## Problem to solve:
Rewrite the lines below as a JSON list of strings, one string per line, leaving out any blank lines.

## Data for the task:
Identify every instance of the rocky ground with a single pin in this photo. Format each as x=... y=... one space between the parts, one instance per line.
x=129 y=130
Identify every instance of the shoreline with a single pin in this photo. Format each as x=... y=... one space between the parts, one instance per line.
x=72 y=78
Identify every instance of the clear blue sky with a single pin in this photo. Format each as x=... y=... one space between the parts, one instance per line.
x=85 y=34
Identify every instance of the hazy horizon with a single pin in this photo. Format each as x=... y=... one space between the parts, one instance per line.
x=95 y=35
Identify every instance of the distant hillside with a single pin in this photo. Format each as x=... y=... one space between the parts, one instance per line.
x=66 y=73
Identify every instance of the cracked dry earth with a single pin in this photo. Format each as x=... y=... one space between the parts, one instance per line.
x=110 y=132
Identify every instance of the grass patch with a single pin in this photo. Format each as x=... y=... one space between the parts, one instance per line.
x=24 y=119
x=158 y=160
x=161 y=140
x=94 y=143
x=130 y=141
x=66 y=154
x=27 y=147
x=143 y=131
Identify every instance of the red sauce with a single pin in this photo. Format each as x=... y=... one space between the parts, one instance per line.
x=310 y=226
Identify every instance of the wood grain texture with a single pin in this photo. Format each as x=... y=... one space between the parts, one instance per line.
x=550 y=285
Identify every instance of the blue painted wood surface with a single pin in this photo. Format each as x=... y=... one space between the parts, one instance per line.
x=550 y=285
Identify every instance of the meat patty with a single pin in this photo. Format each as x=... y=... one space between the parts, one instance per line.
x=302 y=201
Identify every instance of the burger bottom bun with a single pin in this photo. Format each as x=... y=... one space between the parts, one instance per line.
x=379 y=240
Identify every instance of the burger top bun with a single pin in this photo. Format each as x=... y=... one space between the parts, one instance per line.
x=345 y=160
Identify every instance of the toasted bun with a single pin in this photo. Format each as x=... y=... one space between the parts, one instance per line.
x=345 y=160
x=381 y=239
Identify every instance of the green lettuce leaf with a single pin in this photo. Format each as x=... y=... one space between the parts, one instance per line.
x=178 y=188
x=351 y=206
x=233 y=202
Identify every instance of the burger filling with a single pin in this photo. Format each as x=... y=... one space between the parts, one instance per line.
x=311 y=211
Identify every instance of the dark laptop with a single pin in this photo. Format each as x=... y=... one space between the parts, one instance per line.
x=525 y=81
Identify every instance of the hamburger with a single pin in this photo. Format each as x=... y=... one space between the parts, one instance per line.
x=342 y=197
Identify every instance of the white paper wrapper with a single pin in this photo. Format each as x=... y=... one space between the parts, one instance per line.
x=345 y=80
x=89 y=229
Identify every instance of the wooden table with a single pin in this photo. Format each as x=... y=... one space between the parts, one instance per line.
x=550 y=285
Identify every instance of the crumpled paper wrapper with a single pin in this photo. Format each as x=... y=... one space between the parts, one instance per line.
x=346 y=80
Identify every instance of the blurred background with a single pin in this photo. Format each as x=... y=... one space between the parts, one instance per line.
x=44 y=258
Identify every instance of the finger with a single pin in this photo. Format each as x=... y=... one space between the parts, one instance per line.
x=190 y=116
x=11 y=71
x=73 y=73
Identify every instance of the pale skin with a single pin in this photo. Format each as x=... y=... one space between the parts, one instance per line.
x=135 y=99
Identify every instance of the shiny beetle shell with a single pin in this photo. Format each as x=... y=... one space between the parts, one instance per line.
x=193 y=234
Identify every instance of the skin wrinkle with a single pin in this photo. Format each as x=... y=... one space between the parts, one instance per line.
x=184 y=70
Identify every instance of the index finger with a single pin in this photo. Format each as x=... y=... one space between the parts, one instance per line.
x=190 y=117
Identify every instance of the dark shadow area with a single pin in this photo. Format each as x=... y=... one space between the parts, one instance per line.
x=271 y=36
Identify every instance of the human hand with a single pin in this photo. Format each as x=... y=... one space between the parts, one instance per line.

## Exercise solution:
[
  "Identify every instance of the rocky ground with a single pin in this photo. Format each as x=... y=... one space between the parts, one instance per line.",
  "x=129 y=130",
  "Identify every instance of the shoreline with a single pin in this photo. Format each as x=... y=... one space between the parts, one instance per line.",
  "x=72 y=78",
  "Identify every instance of the clear blue sky with a single pin in this photo. Format each as x=... y=... one space between the parts, one instance per line.",
  "x=85 y=34",
  "Identify every instance of the hazy horizon with a single pin in this photo. Format each as x=... y=... one space between the parts, one instance per line.",
  "x=95 y=35",
  "Identify every instance of the distant hillside with a single pin in this photo. Format each as x=... y=... one space between the parts, one instance per line.",
  "x=66 y=73",
  "Identify every instance of the cracked dry earth with a single pin in this photo. Format each as x=... y=... one space between the parts, one instance per line.",
  "x=110 y=132",
  "Identify every instance of the grass patch with a single pin in this photo. Format each as x=... y=... one space between the parts, one instance per line.",
  "x=24 y=119",
  "x=158 y=160",
  "x=161 y=140",
  "x=94 y=143",
  "x=130 y=141",
  "x=66 y=154",
  "x=27 y=147",
  "x=143 y=131",
  "Identify every instance of the red sauce with a single pin in this photo. Format each as x=... y=... one space between the parts, one instance per line.",
  "x=310 y=226",
  "Identify every instance of the wood grain texture with a single pin in this photo. Format each as x=... y=... one space between the parts, one instance per line.",
  "x=550 y=285",
  "Identify every instance of the blue painted wood surface with a single pin in this photo. Format each as x=... y=... one space between the parts, one instance per line.",
  "x=550 y=285",
  "Identify every instance of the meat patty with a single pin in this photo. Format each as x=... y=... one space between the parts, one instance per line.",
  "x=302 y=201",
  "Identify every instance of the burger bottom bun with a single pin in this photo. Format each as x=... y=... one space between the parts, one instance per line.",
  "x=379 y=240",
  "Identify every instance of the burger top bun with a single pin in this photo. Format each as x=... y=... one space between the parts, one instance per line.",
  "x=345 y=160",
  "Identify every instance of the toasted bun with a single pin in this photo. Format each as x=... y=... one space between the parts, one instance per line.",
  "x=345 y=160",
  "x=381 y=239",
  "Identify every instance of the green lettuce leaf with a single pin in this photo. Format each as x=... y=... one space between the parts, one instance per line.",
  "x=178 y=188",
  "x=351 y=206",
  "x=233 y=202",
  "Identify every instance of the burger filling with a single pin in this photo. Format each as x=... y=... one space between the parts, one instance per line.",
  "x=311 y=211",
  "Identify every instance of the dark laptop with a single pin in this photo. Format each as x=... y=... one space between the parts, one instance per line.",
  "x=525 y=81",
  "Identify every instance of the hamburger with a single pin in this photo. Format each as x=... y=... one space between the parts, one instance per line.",
  "x=342 y=197",
  "Identify every instance of the white paper wrapper with a single pin in this photo. Format each as x=... y=... one space between the parts, one instance per line.",
  "x=345 y=80",
  "x=89 y=229",
  "Identify every instance of the wooden table with a single pin in this photo. Format each as x=... y=... one space between the parts, one instance per line.",
  "x=550 y=285",
  "Identify every instance of the crumpled paper wrapper with a single pin in this photo. Format each as x=... y=... one space between the parts, one instance per line.",
  "x=346 y=80",
  "Identify every instance of the blurred background with a single pin in this photo. Format each as x=... y=... one space between the parts, one instance per line.",
  "x=44 y=258",
  "Identify every instance of the finger with a single pin in this photo. Format each as x=... y=... one space between the parts, one instance per line.",
  "x=190 y=116",
  "x=11 y=71",
  "x=73 y=73",
  "Identify every instance of the pale skin with a single pin in this photo. Format each as x=... y=... one space between the parts, one instance per line.",
  "x=135 y=99",
  "Identify every instance of the shiny beetle shell with a single pin in this photo. Format each as x=... y=... one space between the parts, one instance per line.",
  "x=193 y=234",
  "Identify every instance of the skin wrinkle with a single pin in this photo. Format each as x=... y=... one space between the parts, one instance per line.",
  "x=184 y=70",
  "Identify every instance of the index finger with a single pin in this photo. Format each as x=... y=... one space between the parts, one instance per line.",
  "x=190 y=117",
  "Identify every instance of the dark shadow area with a single pin in this photo. Format each as x=... y=... one space between the parts, one instance per line.",
  "x=271 y=36",
  "Identify every instance of the human hand with a single pin in this photo. Format each as x=... y=... one space between the parts, one instance per line."
]